- PROBLEM TO WORK ON -
Please output exactly the run of lines that starts at the line with "Your task: detect every tree line" and ends at the last line of the records below.
[Opening GIVEN DATA section]
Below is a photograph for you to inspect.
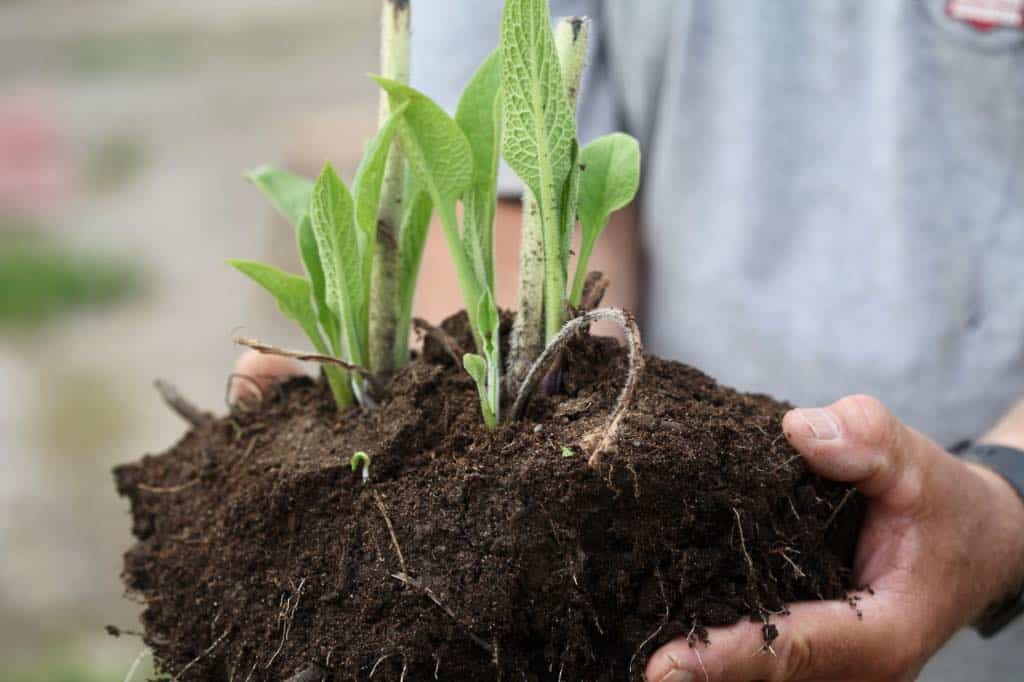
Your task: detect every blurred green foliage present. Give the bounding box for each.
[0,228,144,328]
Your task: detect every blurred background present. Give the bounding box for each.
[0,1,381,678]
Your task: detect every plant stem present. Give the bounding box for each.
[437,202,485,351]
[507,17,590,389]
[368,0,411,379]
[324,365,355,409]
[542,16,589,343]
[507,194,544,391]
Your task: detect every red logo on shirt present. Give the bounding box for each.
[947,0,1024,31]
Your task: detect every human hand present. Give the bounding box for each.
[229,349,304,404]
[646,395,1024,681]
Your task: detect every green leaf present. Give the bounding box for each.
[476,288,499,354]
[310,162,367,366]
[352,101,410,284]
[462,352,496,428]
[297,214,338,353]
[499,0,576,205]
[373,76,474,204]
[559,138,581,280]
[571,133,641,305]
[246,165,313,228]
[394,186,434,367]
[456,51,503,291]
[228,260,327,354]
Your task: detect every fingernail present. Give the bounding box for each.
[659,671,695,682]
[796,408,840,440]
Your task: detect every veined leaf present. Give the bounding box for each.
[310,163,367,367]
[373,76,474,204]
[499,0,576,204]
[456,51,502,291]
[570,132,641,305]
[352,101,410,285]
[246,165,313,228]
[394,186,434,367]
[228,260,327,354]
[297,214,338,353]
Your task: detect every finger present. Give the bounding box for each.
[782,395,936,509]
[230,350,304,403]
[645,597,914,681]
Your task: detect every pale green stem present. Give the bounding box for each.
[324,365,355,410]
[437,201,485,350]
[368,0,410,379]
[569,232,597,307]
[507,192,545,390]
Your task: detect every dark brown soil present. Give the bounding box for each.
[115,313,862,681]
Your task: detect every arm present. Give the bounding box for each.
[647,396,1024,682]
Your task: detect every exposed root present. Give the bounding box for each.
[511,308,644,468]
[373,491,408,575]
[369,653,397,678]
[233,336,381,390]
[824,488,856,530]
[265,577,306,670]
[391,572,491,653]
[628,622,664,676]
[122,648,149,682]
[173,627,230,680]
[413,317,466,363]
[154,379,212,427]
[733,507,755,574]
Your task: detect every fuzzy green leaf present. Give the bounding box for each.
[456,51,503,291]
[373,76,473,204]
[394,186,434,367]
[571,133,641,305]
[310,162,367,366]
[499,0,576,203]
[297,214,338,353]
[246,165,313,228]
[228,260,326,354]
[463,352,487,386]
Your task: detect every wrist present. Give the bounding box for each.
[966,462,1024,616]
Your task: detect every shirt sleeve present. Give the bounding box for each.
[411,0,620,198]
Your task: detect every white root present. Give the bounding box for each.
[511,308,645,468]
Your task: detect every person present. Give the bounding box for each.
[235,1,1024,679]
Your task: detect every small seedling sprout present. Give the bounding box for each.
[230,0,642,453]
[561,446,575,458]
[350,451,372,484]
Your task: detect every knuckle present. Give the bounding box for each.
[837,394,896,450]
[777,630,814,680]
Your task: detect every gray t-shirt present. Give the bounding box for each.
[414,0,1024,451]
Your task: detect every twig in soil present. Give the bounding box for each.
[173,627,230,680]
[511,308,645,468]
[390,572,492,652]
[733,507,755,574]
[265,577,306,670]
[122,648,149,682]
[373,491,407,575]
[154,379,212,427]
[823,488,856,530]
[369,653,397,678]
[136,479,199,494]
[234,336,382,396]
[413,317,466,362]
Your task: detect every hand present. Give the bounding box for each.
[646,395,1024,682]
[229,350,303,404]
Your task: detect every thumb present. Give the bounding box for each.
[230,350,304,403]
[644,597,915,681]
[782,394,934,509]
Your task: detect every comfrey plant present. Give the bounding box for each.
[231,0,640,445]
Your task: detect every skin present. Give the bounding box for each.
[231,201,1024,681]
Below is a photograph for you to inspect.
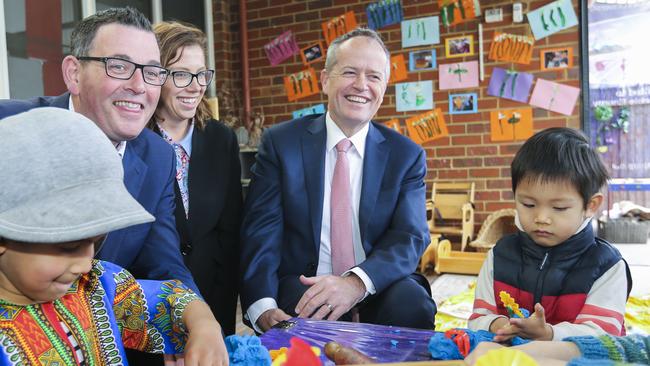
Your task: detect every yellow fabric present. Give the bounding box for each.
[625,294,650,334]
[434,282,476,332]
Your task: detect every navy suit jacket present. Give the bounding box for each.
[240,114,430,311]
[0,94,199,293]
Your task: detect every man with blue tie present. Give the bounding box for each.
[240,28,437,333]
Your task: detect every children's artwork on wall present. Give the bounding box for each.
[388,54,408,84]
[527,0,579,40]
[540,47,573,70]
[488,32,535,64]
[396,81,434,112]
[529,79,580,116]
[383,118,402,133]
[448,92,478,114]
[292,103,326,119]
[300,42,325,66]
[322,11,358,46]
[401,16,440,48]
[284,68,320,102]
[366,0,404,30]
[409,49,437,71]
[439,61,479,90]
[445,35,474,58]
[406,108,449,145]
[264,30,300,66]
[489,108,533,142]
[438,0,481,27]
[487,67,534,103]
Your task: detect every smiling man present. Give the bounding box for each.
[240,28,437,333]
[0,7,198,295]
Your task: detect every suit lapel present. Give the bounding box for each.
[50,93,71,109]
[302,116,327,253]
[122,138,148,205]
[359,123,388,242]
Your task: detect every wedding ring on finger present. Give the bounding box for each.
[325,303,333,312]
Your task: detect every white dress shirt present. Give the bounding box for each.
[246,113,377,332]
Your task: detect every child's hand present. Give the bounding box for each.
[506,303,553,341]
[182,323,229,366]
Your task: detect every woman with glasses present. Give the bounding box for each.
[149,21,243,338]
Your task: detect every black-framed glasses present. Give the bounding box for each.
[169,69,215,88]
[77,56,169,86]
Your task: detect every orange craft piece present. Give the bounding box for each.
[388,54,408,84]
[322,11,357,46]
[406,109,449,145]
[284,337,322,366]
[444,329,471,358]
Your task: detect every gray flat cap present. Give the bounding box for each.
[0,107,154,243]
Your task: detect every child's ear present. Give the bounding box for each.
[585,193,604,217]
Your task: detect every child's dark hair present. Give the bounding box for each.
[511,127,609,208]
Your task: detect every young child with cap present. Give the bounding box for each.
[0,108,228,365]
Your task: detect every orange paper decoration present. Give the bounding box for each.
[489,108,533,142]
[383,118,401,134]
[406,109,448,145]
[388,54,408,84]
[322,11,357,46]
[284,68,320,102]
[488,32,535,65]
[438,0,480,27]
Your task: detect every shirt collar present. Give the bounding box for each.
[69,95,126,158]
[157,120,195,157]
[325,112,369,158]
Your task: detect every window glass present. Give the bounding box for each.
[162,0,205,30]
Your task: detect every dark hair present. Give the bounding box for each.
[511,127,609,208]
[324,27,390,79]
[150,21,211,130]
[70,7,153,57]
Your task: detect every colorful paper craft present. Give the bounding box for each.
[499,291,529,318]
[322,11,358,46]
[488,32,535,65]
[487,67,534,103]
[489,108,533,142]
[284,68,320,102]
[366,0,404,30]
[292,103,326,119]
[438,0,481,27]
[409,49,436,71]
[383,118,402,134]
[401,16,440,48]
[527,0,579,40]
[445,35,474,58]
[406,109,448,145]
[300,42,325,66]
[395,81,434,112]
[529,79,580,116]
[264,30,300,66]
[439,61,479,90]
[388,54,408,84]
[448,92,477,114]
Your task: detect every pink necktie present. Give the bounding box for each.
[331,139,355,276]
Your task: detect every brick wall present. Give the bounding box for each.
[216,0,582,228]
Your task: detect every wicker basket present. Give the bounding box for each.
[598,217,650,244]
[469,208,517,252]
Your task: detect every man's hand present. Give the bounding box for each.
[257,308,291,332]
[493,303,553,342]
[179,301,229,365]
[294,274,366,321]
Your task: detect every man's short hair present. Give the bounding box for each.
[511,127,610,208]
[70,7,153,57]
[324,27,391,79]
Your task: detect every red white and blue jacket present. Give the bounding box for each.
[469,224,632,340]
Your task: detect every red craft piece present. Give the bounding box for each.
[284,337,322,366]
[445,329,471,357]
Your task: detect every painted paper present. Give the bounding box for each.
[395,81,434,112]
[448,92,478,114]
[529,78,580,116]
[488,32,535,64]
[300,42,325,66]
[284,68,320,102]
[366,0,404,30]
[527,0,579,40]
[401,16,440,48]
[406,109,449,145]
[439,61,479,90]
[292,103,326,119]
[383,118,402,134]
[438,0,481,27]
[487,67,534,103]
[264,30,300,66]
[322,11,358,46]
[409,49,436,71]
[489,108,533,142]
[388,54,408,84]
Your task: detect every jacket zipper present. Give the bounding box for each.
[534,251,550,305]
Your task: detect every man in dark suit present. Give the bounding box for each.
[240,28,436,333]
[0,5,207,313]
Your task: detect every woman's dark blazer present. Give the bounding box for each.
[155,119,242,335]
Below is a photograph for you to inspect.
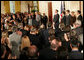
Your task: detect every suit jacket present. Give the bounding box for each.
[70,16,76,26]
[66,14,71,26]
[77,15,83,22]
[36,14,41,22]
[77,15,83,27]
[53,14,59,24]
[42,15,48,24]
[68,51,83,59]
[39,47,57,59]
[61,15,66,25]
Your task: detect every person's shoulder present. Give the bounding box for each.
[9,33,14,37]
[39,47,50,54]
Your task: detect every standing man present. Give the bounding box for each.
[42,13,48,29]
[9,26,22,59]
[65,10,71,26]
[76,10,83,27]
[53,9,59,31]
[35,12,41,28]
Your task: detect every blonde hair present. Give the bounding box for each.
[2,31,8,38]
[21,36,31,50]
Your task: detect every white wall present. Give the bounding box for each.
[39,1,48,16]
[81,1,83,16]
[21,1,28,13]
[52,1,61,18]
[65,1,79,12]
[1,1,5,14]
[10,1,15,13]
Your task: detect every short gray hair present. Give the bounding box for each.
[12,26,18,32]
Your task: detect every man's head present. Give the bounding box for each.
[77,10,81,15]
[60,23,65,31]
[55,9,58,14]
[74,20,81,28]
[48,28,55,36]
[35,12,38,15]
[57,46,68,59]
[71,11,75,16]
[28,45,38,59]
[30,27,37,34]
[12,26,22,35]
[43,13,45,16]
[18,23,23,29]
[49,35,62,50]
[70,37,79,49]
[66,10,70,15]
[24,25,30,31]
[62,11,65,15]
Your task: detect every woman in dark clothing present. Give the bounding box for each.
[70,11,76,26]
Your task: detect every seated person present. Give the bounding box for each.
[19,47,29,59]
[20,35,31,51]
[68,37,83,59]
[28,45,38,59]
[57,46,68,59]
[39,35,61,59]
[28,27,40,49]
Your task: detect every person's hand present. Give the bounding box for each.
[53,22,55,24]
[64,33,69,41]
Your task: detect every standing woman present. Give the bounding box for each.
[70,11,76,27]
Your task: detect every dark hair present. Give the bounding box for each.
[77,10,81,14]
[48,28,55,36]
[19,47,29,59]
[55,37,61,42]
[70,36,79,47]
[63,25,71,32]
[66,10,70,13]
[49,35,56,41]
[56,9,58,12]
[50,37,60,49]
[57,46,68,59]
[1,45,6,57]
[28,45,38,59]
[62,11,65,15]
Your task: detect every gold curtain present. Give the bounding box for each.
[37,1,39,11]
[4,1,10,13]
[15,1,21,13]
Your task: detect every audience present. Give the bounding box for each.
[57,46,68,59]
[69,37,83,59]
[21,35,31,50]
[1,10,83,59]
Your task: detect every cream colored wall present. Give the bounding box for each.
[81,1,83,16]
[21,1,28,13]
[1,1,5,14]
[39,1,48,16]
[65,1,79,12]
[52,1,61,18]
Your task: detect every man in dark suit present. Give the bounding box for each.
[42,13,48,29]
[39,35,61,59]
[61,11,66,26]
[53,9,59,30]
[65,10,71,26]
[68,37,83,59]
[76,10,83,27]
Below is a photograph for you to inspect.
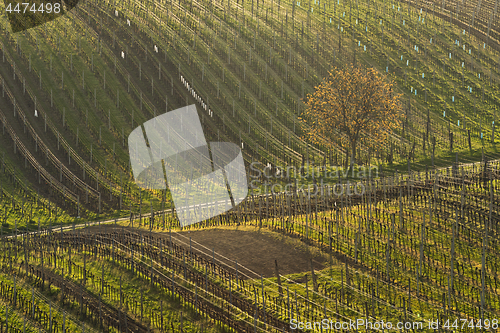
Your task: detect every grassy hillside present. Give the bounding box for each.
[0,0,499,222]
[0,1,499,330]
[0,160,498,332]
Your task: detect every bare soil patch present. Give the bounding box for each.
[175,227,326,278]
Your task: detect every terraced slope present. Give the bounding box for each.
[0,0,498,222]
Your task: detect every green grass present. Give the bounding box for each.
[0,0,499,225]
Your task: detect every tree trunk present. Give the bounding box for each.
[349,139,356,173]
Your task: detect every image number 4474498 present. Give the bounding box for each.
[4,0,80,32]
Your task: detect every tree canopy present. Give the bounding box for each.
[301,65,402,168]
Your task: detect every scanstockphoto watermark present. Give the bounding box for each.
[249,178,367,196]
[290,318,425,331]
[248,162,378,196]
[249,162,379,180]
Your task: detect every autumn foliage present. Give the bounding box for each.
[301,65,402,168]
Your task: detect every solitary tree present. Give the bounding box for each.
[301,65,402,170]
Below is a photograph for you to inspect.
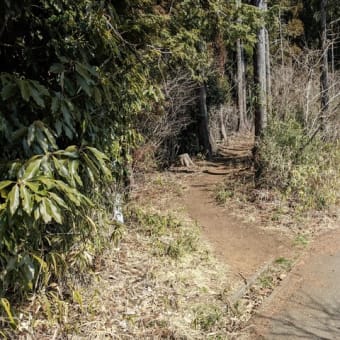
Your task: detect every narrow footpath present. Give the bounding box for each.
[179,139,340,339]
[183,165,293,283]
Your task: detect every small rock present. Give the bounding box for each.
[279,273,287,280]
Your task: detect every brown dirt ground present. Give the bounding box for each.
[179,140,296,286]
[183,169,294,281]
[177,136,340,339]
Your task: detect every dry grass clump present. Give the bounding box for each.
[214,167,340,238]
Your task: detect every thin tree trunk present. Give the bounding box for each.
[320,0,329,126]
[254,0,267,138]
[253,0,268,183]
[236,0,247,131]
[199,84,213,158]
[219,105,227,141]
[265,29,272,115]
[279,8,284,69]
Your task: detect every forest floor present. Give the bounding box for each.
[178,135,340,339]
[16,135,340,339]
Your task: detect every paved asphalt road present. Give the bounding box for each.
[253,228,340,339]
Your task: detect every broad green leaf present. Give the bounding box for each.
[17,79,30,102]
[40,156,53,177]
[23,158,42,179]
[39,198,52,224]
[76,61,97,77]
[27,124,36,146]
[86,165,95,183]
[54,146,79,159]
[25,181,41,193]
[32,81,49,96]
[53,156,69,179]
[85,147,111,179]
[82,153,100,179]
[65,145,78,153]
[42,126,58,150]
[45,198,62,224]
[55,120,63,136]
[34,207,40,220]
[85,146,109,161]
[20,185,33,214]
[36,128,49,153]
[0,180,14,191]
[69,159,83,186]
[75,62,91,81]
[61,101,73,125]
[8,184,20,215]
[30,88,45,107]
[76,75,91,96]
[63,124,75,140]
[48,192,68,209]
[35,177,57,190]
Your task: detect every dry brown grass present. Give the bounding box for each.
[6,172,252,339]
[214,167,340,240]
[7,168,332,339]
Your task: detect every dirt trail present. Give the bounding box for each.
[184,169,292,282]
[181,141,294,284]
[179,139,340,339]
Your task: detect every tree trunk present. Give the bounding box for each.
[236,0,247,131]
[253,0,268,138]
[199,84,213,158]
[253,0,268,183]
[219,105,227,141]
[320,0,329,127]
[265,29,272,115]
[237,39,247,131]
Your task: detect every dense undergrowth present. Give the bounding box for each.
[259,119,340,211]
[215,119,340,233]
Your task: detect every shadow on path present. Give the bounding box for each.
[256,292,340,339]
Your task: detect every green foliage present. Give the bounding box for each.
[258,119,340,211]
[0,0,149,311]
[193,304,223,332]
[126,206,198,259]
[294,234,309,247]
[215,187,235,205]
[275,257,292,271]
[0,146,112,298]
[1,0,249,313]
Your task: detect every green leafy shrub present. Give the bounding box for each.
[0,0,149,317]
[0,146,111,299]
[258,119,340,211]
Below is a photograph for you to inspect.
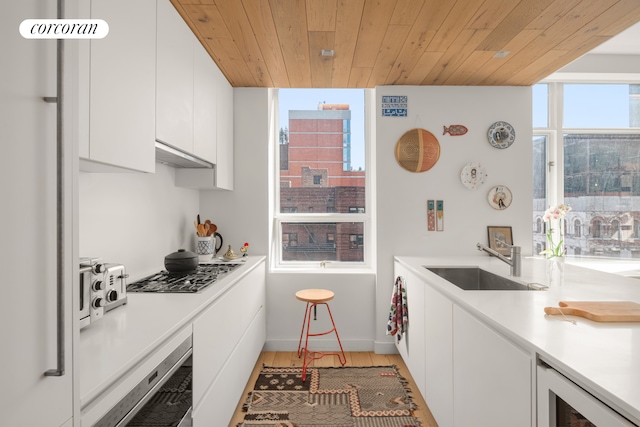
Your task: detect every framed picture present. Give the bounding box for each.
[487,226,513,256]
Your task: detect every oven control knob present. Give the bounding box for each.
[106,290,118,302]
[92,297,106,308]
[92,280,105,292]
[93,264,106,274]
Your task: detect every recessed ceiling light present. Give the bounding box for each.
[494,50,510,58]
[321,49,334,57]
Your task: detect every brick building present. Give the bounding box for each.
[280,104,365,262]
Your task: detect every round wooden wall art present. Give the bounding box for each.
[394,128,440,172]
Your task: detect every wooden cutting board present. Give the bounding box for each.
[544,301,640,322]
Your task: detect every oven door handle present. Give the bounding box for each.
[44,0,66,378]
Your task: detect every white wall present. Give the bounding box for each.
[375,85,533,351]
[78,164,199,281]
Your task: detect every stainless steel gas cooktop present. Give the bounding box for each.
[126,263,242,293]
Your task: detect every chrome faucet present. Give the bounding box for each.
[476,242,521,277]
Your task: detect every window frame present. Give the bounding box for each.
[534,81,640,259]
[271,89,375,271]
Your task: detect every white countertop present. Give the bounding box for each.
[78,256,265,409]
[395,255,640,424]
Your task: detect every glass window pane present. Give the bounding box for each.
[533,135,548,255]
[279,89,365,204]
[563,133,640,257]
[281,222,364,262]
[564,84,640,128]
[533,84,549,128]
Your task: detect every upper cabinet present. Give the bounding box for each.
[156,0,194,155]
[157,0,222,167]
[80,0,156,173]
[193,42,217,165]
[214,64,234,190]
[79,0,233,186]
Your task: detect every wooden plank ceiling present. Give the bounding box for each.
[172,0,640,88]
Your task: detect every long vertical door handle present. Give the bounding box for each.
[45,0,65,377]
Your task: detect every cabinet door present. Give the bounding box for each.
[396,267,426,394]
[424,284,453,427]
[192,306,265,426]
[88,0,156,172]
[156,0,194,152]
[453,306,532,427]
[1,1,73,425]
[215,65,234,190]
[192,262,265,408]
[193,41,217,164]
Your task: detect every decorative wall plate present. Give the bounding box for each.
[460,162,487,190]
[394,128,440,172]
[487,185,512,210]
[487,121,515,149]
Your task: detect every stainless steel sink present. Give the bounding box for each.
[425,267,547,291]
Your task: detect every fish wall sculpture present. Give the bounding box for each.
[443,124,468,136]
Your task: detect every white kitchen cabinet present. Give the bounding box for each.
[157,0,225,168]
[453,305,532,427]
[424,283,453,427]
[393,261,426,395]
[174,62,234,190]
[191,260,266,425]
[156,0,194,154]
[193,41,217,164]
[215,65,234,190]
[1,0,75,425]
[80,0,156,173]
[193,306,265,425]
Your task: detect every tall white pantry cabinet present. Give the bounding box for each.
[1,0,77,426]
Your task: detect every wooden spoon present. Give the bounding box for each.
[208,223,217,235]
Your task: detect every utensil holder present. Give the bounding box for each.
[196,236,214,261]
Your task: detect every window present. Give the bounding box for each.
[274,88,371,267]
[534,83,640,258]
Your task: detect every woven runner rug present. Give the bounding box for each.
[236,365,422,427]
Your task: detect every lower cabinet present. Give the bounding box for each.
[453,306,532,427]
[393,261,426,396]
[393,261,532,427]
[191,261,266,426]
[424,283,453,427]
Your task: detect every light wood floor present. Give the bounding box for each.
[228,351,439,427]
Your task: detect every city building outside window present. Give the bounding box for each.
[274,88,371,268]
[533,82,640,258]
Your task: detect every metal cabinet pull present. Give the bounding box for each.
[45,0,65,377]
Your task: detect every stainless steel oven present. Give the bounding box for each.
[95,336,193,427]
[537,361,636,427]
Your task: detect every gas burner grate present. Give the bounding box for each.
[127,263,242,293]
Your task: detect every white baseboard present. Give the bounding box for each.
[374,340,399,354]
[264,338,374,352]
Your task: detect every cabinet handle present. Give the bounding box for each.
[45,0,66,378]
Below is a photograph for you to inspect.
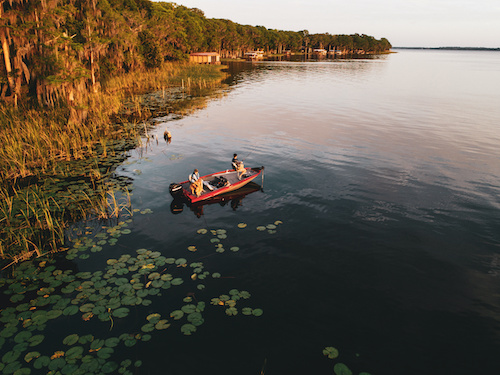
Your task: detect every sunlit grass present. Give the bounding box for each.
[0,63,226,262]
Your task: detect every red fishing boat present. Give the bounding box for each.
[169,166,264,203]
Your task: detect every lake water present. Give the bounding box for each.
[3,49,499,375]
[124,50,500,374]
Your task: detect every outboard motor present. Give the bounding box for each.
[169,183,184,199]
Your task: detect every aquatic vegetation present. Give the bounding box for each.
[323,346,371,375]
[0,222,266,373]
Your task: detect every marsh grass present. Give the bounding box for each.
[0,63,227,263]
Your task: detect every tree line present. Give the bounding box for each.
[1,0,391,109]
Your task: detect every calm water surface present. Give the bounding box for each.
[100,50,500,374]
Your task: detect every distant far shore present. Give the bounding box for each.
[Closing GIVEN DATA section]
- SOLUTION -
Your task: detect every tree line present. Give the bounding box for each.
[1,0,391,109]
Your task: detect every calm water surface present. Give the bounding box for each.
[100,50,500,374]
Your task: detect every distant far shore present. Give the bounding box for each.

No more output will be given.